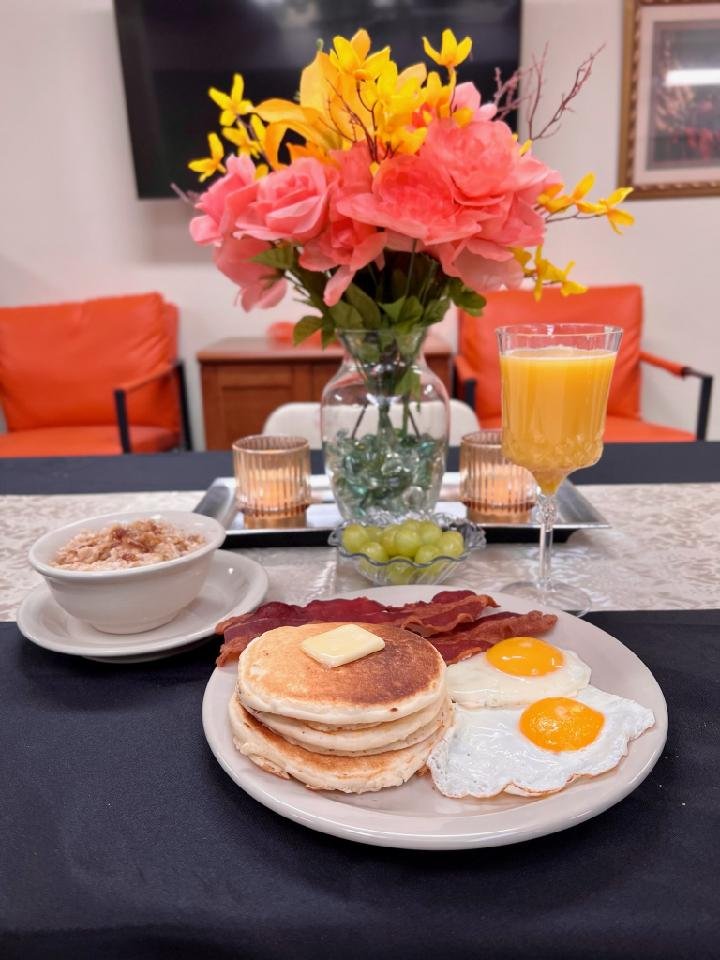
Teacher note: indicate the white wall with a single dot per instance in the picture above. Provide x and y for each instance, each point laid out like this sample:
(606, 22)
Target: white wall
(71, 226)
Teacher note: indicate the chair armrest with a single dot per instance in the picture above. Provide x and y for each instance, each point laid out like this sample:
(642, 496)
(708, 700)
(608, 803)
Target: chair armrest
(176, 369)
(706, 384)
(465, 381)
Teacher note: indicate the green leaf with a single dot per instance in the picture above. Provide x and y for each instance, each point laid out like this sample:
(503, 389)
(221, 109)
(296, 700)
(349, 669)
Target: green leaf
(365, 305)
(465, 298)
(306, 328)
(405, 311)
(435, 310)
(345, 316)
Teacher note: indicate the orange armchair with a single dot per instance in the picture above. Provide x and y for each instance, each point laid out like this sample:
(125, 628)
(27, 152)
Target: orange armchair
(92, 378)
(477, 368)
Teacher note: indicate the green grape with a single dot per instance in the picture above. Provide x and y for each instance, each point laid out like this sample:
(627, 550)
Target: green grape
(410, 525)
(373, 532)
(375, 551)
(399, 573)
(426, 552)
(354, 538)
(438, 569)
(407, 542)
(429, 532)
(387, 539)
(451, 544)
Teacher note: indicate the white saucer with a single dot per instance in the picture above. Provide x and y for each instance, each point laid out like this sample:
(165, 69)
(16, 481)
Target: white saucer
(234, 585)
(416, 816)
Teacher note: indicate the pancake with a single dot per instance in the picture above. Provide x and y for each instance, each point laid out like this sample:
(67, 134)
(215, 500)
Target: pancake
(341, 741)
(348, 774)
(276, 676)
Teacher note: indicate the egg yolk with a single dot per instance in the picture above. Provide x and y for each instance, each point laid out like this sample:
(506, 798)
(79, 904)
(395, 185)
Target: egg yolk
(525, 657)
(559, 723)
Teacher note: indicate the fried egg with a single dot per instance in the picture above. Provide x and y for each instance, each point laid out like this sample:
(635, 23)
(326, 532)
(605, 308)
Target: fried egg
(537, 749)
(516, 671)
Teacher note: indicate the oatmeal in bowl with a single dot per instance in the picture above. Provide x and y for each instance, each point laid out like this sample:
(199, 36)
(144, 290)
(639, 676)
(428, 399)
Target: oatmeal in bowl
(128, 573)
(120, 546)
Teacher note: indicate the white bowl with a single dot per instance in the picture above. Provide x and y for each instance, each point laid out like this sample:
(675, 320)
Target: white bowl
(137, 598)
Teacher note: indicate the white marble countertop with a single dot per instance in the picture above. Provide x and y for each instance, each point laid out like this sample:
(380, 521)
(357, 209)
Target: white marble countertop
(662, 550)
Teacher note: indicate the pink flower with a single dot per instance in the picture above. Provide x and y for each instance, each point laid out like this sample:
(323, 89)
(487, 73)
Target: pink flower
(411, 196)
(344, 243)
(260, 286)
(467, 97)
(479, 273)
(290, 204)
(207, 229)
(491, 181)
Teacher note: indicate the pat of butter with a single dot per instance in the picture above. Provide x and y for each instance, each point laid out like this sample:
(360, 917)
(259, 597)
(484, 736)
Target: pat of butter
(342, 645)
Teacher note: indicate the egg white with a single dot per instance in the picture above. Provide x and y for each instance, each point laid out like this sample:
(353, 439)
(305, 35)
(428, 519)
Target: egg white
(484, 752)
(475, 682)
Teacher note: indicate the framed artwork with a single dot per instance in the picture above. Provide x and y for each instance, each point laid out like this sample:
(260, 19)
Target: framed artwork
(670, 135)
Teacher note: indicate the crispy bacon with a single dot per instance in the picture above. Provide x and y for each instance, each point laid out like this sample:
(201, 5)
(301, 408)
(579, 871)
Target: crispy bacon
(452, 621)
(453, 607)
(442, 614)
(480, 636)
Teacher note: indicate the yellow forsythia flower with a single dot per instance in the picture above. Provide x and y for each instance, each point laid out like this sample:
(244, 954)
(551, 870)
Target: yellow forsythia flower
(451, 53)
(233, 104)
(207, 166)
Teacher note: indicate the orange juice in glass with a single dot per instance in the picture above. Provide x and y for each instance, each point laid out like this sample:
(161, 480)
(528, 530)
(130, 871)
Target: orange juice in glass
(555, 385)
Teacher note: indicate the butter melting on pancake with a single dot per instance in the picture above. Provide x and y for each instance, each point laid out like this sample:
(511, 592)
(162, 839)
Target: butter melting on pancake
(276, 676)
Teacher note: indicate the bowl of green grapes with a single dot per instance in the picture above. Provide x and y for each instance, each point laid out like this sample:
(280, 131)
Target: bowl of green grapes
(423, 549)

**Activity**: Render all entries verbatim, excluding any pictures they hold.

**Answer to this task**:
Teacher note: indicate the white wall with a single dot per instance in the picture above. Provide x and y for each instance, each point laid out like this sample:
(606, 22)
Target: white wall
(71, 226)
Teacher note: indicate the chair armrest with a single dot per instance in the picture above. Provide x and y for each instance, each point laid out like this sample:
(642, 496)
(708, 700)
(608, 803)
Target: chair armrest
(176, 369)
(706, 384)
(465, 381)
Teacher note: indicate the green leaf with a single dot per instance in the picture above. Provide x and y for each instance, each point laid out like this sample:
(503, 389)
(221, 109)
(296, 700)
(349, 669)
Target: green leaf
(365, 305)
(465, 298)
(306, 328)
(405, 311)
(435, 310)
(345, 316)
Teacher note: indicate the orange armchair with a single dot per instance in the picture above. Provide x and y for each instance, each point laid out like this sample:
(125, 628)
(27, 152)
Target: orange armchair
(92, 378)
(477, 368)
Teacher note: indicate the green grape with a single dot per instance in the picture above. Provide x and y for each instance, each point laid out like this sample:
(627, 550)
Target: green grape
(410, 525)
(373, 532)
(375, 551)
(399, 573)
(426, 552)
(354, 538)
(438, 569)
(407, 542)
(429, 532)
(387, 539)
(451, 544)
Teacher note: indicate the white saucer with a single dot per instance in the picture above. Provide x and y for each instance, each point laid out like this sample:
(165, 69)
(16, 481)
Target: white saucer
(234, 585)
(416, 816)
Teacher note: indicate the pancake with a single dot per instance in the picture above. Provide x and y for each instance, each point laid out like this sample:
(67, 134)
(215, 500)
Target: pancake
(341, 741)
(348, 774)
(276, 676)
Teacher note: indicate the egg yolk with a single dot per instance in the picture above. Provide x and y for each instance, each point laid out like this sample:
(506, 798)
(79, 904)
(395, 185)
Target: egg yolk
(525, 657)
(559, 723)
Teacher note: indicate the fried egg with a single dot per instance in the picture above. Provide x and y for each instance, each point laid out like this sample:
(635, 23)
(326, 532)
(605, 308)
Target: fried egg
(537, 749)
(516, 671)
Teacher note: indicate the oatmeal in bowl with a single dot per instance in the picture above. Provide x and y for each instance, each point laid out like this sample:
(199, 36)
(144, 290)
(639, 676)
(428, 399)
Target: oatmeal in bowl
(128, 573)
(120, 546)
Teacher note: indicate the white bowl with a single dot per instance in the picture above. Provide x and y for each instance, each point laid out like this sample:
(675, 320)
Target: white bowl
(137, 598)
Teacher note: indicate the white marble countertop with a single dot per instance in the picture above. Provide x and y for each instance, each point laid out like this sample:
(380, 521)
(357, 209)
Target: white marble countertop
(662, 550)
Teacher note: indicate the pink flower with a single dot per instance in the picture above. Provide x and y for each instance, each point laid out like this sample:
(323, 89)
(487, 73)
Target: pink flower
(411, 196)
(344, 243)
(260, 286)
(467, 97)
(479, 273)
(290, 204)
(207, 229)
(491, 181)
Teacher note: indicate the pat of butter with a single dot per instance in the picture above. Provide x and y for each instance, each point laid out like this sample:
(360, 917)
(259, 597)
(484, 736)
Target: pat of butter
(342, 645)
Teacher note: indicate the egg white with a single dot per instance in the picture above. Provide x and y for each instance, each point laid out like this sample:
(353, 439)
(305, 35)
(428, 519)
Target: egg white
(484, 752)
(475, 682)
Teacher note: indicate the framed artwork with a single dot per instance in the picture above. Provide x and y for each instance, each point laid out like this sample:
(260, 19)
Target: framed artwork
(670, 135)
Teacher note: indicate the crispy bacon with a single dot per instance in the picture above. Provide x and y for each instance, each point laid out like this sample:
(201, 5)
(301, 408)
(579, 871)
Target: crispy bacon
(452, 621)
(453, 607)
(442, 614)
(480, 636)
Teacher note: indicate the yellow forsythia flower with a single dot per instance in the picture above. Provide x and y for each instance, each point laid out like this sample:
(244, 954)
(551, 870)
Target: yellow forsythia flower
(451, 53)
(233, 104)
(207, 166)
Teacher note: indicate the orange juice in glass with a single dot per instance in the picture above. Provide x and y for each instance, each point laid out like this sample:
(161, 480)
(528, 530)
(130, 871)
Target: orange juice in glass
(555, 385)
Teacher note: indicate the butter melting on pancake with a single dot per instance in the picture above. Provide x and y for each instance, each point laid out like this sample:
(511, 592)
(162, 839)
Target: butter melting on pancake
(276, 676)
Teacher note: indicate the bowl of green grapes with a single dot per instance in the picture above. Provide x and y for each instance, each point laid out like this sample:
(280, 131)
Target: bowl of green grapes
(423, 549)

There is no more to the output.